Task: Every line of the material must be reproduced exactly.

=== Given data ===

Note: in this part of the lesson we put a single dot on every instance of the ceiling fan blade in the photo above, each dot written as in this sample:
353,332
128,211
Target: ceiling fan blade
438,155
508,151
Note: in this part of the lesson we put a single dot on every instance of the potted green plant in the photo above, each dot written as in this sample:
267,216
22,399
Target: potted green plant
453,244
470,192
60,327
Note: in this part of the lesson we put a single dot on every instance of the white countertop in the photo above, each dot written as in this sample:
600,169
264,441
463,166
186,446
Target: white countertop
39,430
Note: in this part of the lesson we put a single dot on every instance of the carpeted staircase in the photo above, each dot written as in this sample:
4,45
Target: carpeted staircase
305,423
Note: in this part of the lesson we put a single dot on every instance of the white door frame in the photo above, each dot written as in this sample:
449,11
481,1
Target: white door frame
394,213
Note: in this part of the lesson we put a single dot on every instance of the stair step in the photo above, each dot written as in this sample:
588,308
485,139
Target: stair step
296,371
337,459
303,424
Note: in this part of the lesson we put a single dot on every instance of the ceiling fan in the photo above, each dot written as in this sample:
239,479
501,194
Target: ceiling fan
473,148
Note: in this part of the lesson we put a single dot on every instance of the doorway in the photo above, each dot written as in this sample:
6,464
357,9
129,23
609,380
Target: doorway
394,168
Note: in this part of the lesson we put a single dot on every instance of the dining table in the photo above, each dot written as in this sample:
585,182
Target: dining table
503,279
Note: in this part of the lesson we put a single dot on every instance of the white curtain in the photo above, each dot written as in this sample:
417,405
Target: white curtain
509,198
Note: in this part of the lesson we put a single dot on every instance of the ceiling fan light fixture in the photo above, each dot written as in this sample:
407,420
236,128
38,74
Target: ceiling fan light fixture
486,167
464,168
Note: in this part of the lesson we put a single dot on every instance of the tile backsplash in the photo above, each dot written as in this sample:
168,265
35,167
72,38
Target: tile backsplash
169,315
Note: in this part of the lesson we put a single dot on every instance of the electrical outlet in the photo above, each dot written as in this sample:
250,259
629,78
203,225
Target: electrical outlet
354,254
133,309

===

Finished task:
Note: in this part of the lesson we put a single dot on every instance of the ceiling fan blade in the photo above, each dot written as in this sample:
353,332
128,211
Target: ceiling fan blade
438,155
508,151
Note: in this part of the lesson we put a single dot on every instance of the potted green plant in the photo above, each dot written as in this sample:
267,216
22,399
Target: potted green plant
453,244
470,192
60,327
Note: in this part of the lesson we put a single dot on every instance of the white countertop in the photo above, each dot written as in this sample:
600,169
264,441
463,166
186,446
Target: white countertop
39,430
Note: in this part of the lesson we put a single dot on every instance of the carpeted staircase in the photo above, each dot written as in this sample:
4,45
Target: carpeted staircase
305,423
Note: in this part of the lesson we put a single dot on every instance of the white door frame in the photo above, each dot written as in this sample:
449,11
481,1
Target: white door frame
394,213
Note: in this part of the lesson we put a single dot on every instance of the stair step in the photo above, each dot written as in this sample:
588,308
485,139
Target: stair step
296,371
337,459
303,424
Note: in this part of the lesson we put a single dot on every instance of the ceiling fan in the photo above, each dot written as in this sample:
239,479
501,194
Target: ceiling fan
473,148
Note: in this part of the lesson we put a single dot on every instance of the doorway in the photo above, each dot written as in this sample:
6,464
357,9
129,23
609,380
Target: doorway
394,168
Note: in this part of the lesson we put a single dot on every instance of the dining table in the photo above, each dot written as in this sample:
585,182
Target: dining table
503,279
Note: in this part of the lesson we put a single dot on every instance of the white curtain in the photo above, each dot written as in this sample:
417,405
Target: white curtain
509,198
Note: in this part of the lesson we put a single dot on every instance of the ceiling fan light fixture in the photo above, each dot written as in this sample:
407,420
236,128
38,74
Target: ceiling fan light fixture
486,167
464,168
Note: in this part of the lesson we put a single dot on every instance of the tile backsplash in the photo above, each dot written as in this sample:
168,265
35,167
72,38
Target: tile backsplash
169,315
Note: in this part of the lesson we put a single dot on every instance of the electrical outlet in the photo above, each dot written as in this sample:
250,259
629,78
203,225
Target: electrical outlet
354,254
133,309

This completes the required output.